Brief:
Scan the records below. List lines holding "snow".

++++++++

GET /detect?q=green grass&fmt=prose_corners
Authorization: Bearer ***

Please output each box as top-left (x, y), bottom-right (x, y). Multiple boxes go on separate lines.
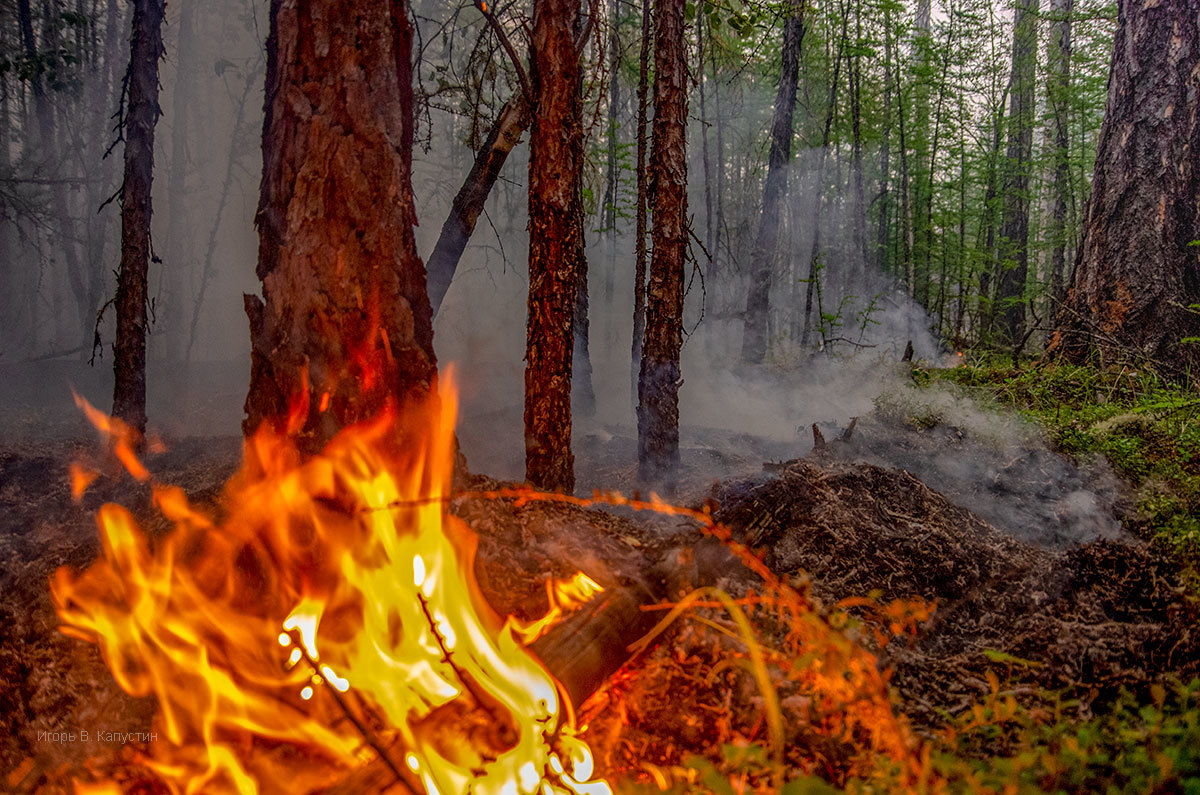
top-left (925, 357), bottom-right (1200, 585)
top-left (932, 678), bottom-right (1200, 794)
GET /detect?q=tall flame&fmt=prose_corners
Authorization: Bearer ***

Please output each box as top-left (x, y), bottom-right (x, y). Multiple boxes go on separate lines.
top-left (53, 376), bottom-right (610, 795)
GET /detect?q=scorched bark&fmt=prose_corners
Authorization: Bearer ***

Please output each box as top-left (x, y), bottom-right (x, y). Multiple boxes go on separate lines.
top-left (637, 0), bottom-right (688, 485)
top-left (1051, 0), bottom-right (1200, 378)
top-left (111, 0), bottom-right (165, 436)
top-left (525, 0), bottom-right (584, 492)
top-left (245, 0), bottom-right (436, 451)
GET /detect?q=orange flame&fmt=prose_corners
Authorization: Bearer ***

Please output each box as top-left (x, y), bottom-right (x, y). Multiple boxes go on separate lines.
top-left (510, 572), bottom-right (605, 645)
top-left (54, 373), bottom-right (610, 795)
top-left (72, 391), bottom-right (149, 482)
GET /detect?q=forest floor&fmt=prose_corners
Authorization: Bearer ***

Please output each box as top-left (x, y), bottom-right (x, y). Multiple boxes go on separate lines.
top-left (1, 358), bottom-right (1199, 793)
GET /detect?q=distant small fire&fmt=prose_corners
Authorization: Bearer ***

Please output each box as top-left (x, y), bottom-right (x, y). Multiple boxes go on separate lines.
top-left (54, 375), bottom-right (610, 795)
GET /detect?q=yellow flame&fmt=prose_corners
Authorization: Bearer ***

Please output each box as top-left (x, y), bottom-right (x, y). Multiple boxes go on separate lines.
top-left (510, 572), bottom-right (605, 645)
top-left (54, 372), bottom-right (610, 795)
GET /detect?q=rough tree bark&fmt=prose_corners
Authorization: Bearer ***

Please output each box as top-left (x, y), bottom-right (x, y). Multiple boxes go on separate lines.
top-left (572, 139), bottom-right (596, 418)
top-left (994, 0), bottom-right (1038, 350)
top-left (740, 0), bottom-right (804, 363)
top-left (637, 0), bottom-right (687, 484)
top-left (1050, 0), bottom-right (1200, 377)
top-left (111, 0), bottom-right (165, 435)
top-left (244, 0), bottom-right (436, 452)
top-left (525, 0), bottom-right (583, 491)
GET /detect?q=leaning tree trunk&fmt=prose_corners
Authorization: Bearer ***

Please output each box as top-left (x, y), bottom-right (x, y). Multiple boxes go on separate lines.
top-left (426, 95), bottom-right (530, 317)
top-left (525, 0), bottom-right (583, 492)
top-left (994, 0), bottom-right (1038, 352)
top-left (1050, 0), bottom-right (1200, 377)
top-left (636, 0), bottom-right (687, 485)
top-left (740, 0), bottom-right (803, 364)
top-left (111, 0), bottom-right (165, 436)
top-left (244, 0), bottom-right (436, 452)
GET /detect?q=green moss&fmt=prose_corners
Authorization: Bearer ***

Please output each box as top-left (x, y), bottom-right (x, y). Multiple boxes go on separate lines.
top-left (927, 357), bottom-right (1200, 584)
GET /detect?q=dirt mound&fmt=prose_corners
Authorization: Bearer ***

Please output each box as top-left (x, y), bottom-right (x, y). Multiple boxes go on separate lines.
top-left (713, 458), bottom-right (1200, 724)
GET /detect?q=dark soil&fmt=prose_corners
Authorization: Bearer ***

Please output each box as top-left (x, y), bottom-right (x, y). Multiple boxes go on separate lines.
top-left (712, 455), bottom-right (1200, 726)
top-left (2, 414), bottom-right (1198, 792)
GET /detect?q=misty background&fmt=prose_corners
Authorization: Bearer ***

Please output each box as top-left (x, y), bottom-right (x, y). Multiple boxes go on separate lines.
top-left (0, 0), bottom-right (1119, 547)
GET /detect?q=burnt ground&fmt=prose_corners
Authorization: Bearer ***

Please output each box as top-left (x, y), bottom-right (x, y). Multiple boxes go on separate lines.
top-left (2, 407), bottom-right (1199, 792)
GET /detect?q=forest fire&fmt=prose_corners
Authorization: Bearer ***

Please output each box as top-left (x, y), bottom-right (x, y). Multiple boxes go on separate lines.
top-left (51, 380), bottom-right (611, 795)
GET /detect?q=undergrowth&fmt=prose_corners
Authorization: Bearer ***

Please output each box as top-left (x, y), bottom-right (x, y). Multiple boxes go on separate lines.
top-left (632, 357), bottom-right (1200, 794)
top-left (925, 357), bottom-right (1200, 588)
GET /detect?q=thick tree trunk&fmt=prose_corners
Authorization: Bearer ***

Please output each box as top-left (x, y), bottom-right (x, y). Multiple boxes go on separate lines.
top-left (636, 0), bottom-right (687, 485)
top-left (994, 0), bottom-right (1038, 350)
top-left (1047, 0), bottom-right (1074, 316)
top-left (111, 0), bottom-right (164, 435)
top-left (244, 0), bottom-right (436, 452)
top-left (525, 0), bottom-right (583, 491)
top-left (741, 0), bottom-right (803, 363)
top-left (427, 95), bottom-right (530, 317)
top-left (1051, 0), bottom-right (1200, 377)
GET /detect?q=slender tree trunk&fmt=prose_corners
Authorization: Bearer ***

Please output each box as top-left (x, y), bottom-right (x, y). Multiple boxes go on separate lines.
top-left (630, 0), bottom-right (650, 406)
top-left (910, 0), bottom-right (932, 306)
top-left (427, 95), bottom-right (530, 317)
top-left (741, 0), bottom-right (804, 363)
top-left (711, 33), bottom-right (725, 294)
top-left (637, 0), bottom-right (687, 485)
top-left (896, 65), bottom-right (913, 299)
top-left (245, 0), bottom-right (436, 452)
top-left (922, 14), bottom-right (955, 310)
top-left (976, 79), bottom-right (1011, 335)
top-left (954, 93), bottom-right (968, 345)
top-left (1051, 0), bottom-right (1200, 378)
top-left (876, 2), bottom-right (893, 274)
top-left (111, 0), bottom-right (165, 435)
top-left (995, 0), bottom-right (1039, 352)
top-left (850, 3), bottom-right (865, 275)
top-left (697, 11), bottom-right (715, 353)
top-left (161, 0), bottom-right (197, 362)
top-left (186, 60), bottom-right (263, 365)
top-left (603, 0), bottom-right (621, 309)
top-left (525, 0), bottom-right (583, 491)
top-left (1047, 0), bottom-right (1074, 317)
top-left (801, 29), bottom-right (845, 346)
top-left (19, 0), bottom-right (90, 340)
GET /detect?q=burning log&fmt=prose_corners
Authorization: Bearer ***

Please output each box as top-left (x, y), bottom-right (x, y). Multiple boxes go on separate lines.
top-left (530, 575), bottom-right (667, 711)
top-left (325, 576), bottom-right (668, 795)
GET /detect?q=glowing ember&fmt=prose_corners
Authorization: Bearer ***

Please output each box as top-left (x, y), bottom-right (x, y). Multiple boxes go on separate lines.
top-left (54, 377), bottom-right (610, 795)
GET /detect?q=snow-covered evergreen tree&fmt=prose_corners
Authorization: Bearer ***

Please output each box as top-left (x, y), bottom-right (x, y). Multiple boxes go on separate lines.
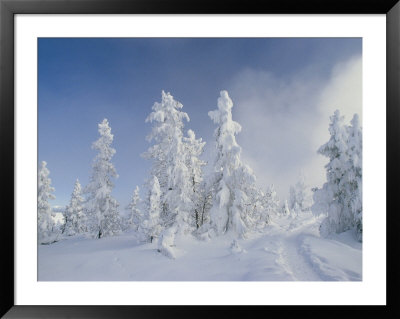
top-left (38, 161), bottom-right (57, 244)
top-left (183, 129), bottom-right (206, 229)
top-left (143, 176), bottom-right (162, 242)
top-left (289, 174), bottom-right (313, 215)
top-left (312, 110), bottom-right (362, 241)
top-left (142, 91), bottom-right (204, 257)
top-left (143, 91), bottom-right (194, 250)
top-left (312, 110), bottom-right (348, 234)
top-left (262, 184), bottom-right (280, 219)
top-left (244, 185), bottom-right (271, 231)
top-left (281, 199), bottom-right (291, 216)
top-left (206, 90), bottom-right (264, 237)
top-left (346, 114), bottom-right (362, 241)
top-left (125, 186), bottom-right (142, 232)
top-left (63, 179), bottom-right (86, 235)
top-left (84, 119), bottom-right (122, 239)
top-left (195, 179), bottom-right (214, 235)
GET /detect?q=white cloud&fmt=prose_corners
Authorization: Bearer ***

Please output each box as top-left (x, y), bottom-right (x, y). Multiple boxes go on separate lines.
top-left (228, 55), bottom-right (362, 200)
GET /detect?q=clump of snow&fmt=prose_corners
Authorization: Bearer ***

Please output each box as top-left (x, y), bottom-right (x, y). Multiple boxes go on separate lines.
top-left (230, 239), bottom-right (246, 254)
top-left (157, 227), bottom-right (177, 259)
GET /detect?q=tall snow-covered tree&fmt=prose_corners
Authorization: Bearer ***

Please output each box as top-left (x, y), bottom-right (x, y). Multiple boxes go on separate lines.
top-left (312, 110), bottom-right (362, 241)
top-left (346, 114), bottom-right (362, 241)
top-left (143, 176), bottom-right (162, 243)
top-left (125, 186), bottom-right (142, 232)
top-left (143, 91), bottom-right (193, 244)
top-left (241, 183), bottom-right (272, 231)
top-left (84, 119), bottom-right (122, 239)
top-left (183, 129), bottom-right (206, 229)
top-left (262, 184), bottom-right (280, 219)
top-left (143, 91), bottom-right (198, 257)
top-left (281, 199), bottom-right (291, 216)
top-left (63, 179), bottom-right (86, 235)
top-left (289, 174), bottom-right (313, 215)
top-left (195, 179), bottom-right (214, 235)
top-left (206, 90), bottom-right (264, 237)
top-left (38, 161), bottom-right (56, 244)
top-left (142, 90), bottom-right (189, 201)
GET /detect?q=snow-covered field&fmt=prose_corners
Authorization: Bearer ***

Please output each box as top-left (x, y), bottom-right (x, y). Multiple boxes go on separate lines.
top-left (38, 213), bottom-right (361, 281)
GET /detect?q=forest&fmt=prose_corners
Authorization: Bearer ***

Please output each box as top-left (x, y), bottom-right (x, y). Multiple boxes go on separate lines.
top-left (38, 90), bottom-right (362, 281)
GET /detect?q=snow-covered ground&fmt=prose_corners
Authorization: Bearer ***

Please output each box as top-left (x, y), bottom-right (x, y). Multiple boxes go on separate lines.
top-left (38, 213), bottom-right (361, 281)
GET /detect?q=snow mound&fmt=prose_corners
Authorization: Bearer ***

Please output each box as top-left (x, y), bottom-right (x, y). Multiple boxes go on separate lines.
top-left (230, 239), bottom-right (246, 254)
top-left (157, 227), bottom-right (177, 259)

++++++++

Output below:
GET /detect?q=snow-covered evergreen tree&fmt=prose_corners
GET /detect?q=clump of snow&fmt=prose_corners
GET /detect?q=tall snow-covered tree&fmt=prose_corners
GET /detect?q=snow-covered field&fmt=prose_corners
GET /detect?q=snow-covered ground&fmt=prose_corners
GET /detect?q=snow mound&fmt=prose_corners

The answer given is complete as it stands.